◆ REQUIRED WORK:
Pictures appear in the records below; write out everything else exactly.

◆ DATA FOR THIS TASK:

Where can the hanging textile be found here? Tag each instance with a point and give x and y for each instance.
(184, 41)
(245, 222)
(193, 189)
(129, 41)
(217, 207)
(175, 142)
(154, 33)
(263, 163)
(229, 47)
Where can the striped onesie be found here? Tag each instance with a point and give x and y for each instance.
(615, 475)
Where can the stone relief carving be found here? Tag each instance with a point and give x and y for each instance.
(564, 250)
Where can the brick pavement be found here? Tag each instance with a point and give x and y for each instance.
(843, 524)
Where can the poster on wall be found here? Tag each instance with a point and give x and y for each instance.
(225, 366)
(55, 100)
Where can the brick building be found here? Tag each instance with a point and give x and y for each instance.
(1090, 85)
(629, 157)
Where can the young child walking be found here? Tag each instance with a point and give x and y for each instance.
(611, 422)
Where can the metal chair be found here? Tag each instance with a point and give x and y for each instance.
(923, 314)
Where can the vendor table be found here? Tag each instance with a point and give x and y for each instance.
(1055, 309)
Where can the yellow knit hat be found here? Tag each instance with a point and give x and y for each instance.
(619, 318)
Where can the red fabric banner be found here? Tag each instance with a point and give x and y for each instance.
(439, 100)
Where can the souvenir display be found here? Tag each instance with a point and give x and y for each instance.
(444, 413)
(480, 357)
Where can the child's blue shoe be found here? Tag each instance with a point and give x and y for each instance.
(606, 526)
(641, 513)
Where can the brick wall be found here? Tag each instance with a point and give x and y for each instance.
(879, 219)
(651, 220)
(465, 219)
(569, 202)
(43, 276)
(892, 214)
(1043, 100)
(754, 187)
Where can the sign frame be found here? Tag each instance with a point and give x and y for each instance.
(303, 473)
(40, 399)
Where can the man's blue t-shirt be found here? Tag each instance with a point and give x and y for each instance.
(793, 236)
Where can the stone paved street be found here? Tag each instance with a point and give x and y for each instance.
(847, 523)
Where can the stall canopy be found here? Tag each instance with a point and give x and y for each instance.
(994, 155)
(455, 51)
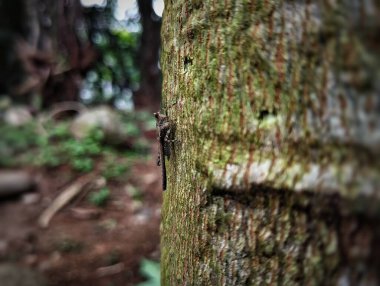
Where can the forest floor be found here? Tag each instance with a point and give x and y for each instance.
(98, 241)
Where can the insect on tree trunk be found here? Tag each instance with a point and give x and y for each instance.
(275, 178)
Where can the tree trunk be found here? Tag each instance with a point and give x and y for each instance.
(274, 178)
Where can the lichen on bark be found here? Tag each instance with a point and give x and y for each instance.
(275, 175)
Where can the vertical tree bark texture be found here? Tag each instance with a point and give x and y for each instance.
(275, 177)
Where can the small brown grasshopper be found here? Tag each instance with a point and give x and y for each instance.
(164, 134)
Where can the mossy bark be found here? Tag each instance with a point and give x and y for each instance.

◆ COMPLETE RESPONSE:
Where can the hanging textile be found here? Tag each instance with a point and give x and y for each instance.
(184, 41)
(245, 222)
(193, 189)
(129, 41)
(217, 207)
(175, 142)
(154, 33)
(263, 163)
(229, 47)
Where can the striped onesie be found here? Tag each instance with a point and give x and y for each instance.
(615, 475)
Where can the stone relief carving be found here? Tag each instance with a point and give x and y for each instance.
(564, 250)
Where can the brick pavement be found here? Tag each instance with a point and give x and y for each instance.
(843, 524)
Where can the poster on wall be found here? Tag each instance with a point and give x and y for each instance.
(225, 366)
(55, 100)
Where can the brick building be found here? Tag each instance with a point and give x and y for each instance.
(1090, 85)
(629, 157)
Where can the young child walking be found here? Tag each instance with a point and give x and y for each instance.
(611, 422)
Where can the metal chair be found here? Tag each instance with a point and give x and y for each instance.
(923, 314)
Where can the vendor table be found here? Tag each instance with a point and give x and y for each instance.
(1055, 309)
Where can the yellow knit hat be found here? Tag each instance with a point and give x and y for each instance.
(619, 318)
Where can the red fabric banner be found here? Tag each instance with a point and give x and y for each instance.
(439, 100)
Where can the souvenir display be found here? Tag each instance with a point and give x and y for each instance.
(444, 413)
(480, 357)
Where can the child's blue shoe be found here? Tag each instance with a point and give x and y for each instance.
(606, 526)
(641, 513)
Where can the brick wall be found here? Tag each instance with a point and give x and y for each instance.
(879, 219)
(651, 220)
(465, 219)
(569, 202)
(43, 276)
(892, 214)
(1043, 100)
(754, 187)
Where can the sign frame be found here? Tag each instance with a point and give x and y for each instance.
(303, 473)
(40, 399)
Where can the man's blue t-shirt be found here? Tag each instance with a point and give x and y for each instance.
(793, 236)
Where can the stone paved street be found here? Tag each instance with a point and give x and y for each instance.
(847, 523)
Where can the stall canopy be found here? Tag each instance with a point and give x and y for each instance.
(994, 155)
(455, 51)
Where can the forest floor be found here? Tag each instance with a point and give x and y for each instance.
(98, 241)
Where can the insect on tree trunk be found here? Tag each instance with a point and give x and y for each instance.
(275, 178)
Where can the tree trunk be found here? Tag each instance with a point and give x and y for each instance.
(274, 178)
Where can the lichen on bark be found here? Tag each instance with a point and give x and y for each instance.
(275, 175)
Where can the vertical tree bark texture be found here? Tag each instance with a point and give x and y for each instance.
(275, 177)
Where can the small brown grasshopper be found here? Tag each instance with a point and give x and y for each instance.
(164, 134)
Where can the mossy bark be found here? Tag each instance with a point and give x and y for each instance.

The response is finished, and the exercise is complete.